Edit the listing below so that each "verify" becomes "check", and keep every other word and line the same.

**Data lines**
● ● ● ● ●
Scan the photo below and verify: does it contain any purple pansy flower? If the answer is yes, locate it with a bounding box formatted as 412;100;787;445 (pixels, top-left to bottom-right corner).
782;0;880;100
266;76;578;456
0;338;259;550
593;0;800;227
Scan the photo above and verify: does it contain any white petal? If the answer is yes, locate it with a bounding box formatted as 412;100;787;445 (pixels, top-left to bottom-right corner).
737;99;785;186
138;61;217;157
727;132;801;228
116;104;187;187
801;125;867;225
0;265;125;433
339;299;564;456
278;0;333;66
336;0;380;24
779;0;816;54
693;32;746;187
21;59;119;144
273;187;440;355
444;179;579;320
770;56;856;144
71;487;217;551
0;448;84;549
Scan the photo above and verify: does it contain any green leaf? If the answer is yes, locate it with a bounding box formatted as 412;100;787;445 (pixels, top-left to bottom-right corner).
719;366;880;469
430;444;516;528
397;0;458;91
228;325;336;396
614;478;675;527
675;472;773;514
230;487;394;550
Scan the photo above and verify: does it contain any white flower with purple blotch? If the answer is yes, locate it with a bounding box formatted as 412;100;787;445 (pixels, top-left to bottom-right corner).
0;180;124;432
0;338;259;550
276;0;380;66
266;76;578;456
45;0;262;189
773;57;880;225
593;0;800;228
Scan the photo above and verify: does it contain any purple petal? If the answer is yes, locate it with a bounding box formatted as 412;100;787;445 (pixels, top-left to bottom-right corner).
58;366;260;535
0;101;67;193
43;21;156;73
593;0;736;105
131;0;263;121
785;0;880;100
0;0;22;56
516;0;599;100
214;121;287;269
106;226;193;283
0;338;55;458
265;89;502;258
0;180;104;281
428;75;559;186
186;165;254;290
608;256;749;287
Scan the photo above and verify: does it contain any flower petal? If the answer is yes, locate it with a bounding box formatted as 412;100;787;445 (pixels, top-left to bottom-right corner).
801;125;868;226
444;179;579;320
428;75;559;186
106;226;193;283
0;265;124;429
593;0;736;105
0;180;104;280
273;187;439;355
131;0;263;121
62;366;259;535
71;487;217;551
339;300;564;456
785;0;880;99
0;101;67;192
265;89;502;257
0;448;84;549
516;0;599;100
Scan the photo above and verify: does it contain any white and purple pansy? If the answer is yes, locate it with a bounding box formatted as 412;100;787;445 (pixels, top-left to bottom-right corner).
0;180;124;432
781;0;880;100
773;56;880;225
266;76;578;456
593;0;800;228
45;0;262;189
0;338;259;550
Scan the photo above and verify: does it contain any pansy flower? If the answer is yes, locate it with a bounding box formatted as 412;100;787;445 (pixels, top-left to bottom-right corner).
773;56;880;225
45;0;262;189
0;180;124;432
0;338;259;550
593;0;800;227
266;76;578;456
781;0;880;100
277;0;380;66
● ● ● ● ●
**Solution for this task**
Scan the photo below and check: does it contain any purple pansy flower? If the answer is yes, locate it with a bounding box formatted as 412;100;787;445 (pixels, top-left to bottom-right corner).
782;0;880;100
266;76;578;456
0;338;259;550
593;0;800;227
Scan the photo above and check: does it contain any white petal? If the answer is yes, locate it with a bounding box formatted as 412;100;787;445 (pixels, top-left to bottom-right corner).
737;99;785;186
138;61;217;157
727;132;801;228
116;104;187;187
801;125;867;225
0;265;125;433
339;299;564;456
278;0;333;66
336;0;380;24
779;0;816;54
693;32;746;187
21;59;119;144
273;187;440;355
444;179;579;320
770;56;856;144
71;487;217;551
0;448;84;549
Scan the photo above and check: does it contain any green leaf? If the answer is yes, locate it with a bounding box formatted as 412;100;787;445 (pixels, top-left to bottom-right corner).
719;366;880;469
430;444;516;528
397;0;458;91
228;325;336;396
614;478;675;527
675;472;773;514
230;487;394;550
Scan the photo above and check: does it contain any white flower with purple blotch? If the answer is yes, locate it with a bounding box formatted as 412;100;787;445 (pixels, top-left to bottom-right corner).
0;180;124;432
0;338;259;550
276;0;380;66
266;76;578;456
45;0;262;189
773;57;880;225
593;0;800;228
Scan the photo above and check: does it contain any purple petal? If the answer is yes, locate it with a bounding box formatted as 412;100;787;445 (pixels, top-left to bottom-right corner).
58;366;260;535
0;101;67;193
43;21;156;73
593;0;736;105
131;0;263;121
785;0;880;100
0;0;22;56
516;0;599;100
214;121;287;269
106;226;193;283
0;338;55;458
265;89;502;258
0;180;104;281
428;75;559;186
186;165;254;290
608;256;749;287
Scan the photo above and check: does it contain any flower petal? If the answer is yes, locate it with a bounding box formatted as 412;100;787;445 (pixels, top-left to bottom-right corner).
801;125;868;226
444;179;579;320
428;75;559;186
106;226;193;283
0;265;124;429
593;0;736;105
0;180;104;280
273;187;439;355
131;0;263;121
62;366;259;535
71;487;217;551
339;300;564;456
785;0;880;99
0;101;67;192
265;89;502;257
0;448;84;549
516;0;599;100
Scan the photo above and check: does it contain any white and purple pansy? If the answer is yes, locate it with a bounding box formatted as 412;100;787;445 (pixels, top-left to bottom-right corner).
0;180;124;432
781;0;880;100
773;56;880;225
266;76;578;456
593;0;800;228
45;0;262;189
0;338;259;550
Scan the photo above and check: does it contain any pansy flower? If the answer is yes, locate it with a bounding box formatted as 412;100;787;445 (pixels, top-left to bottom-right corner).
773;56;880;225
45;0;262;189
0;180;124;432
0;338;259;550
593;0;800;227
266;76;578;456
781;0;880;100
277;0;380;66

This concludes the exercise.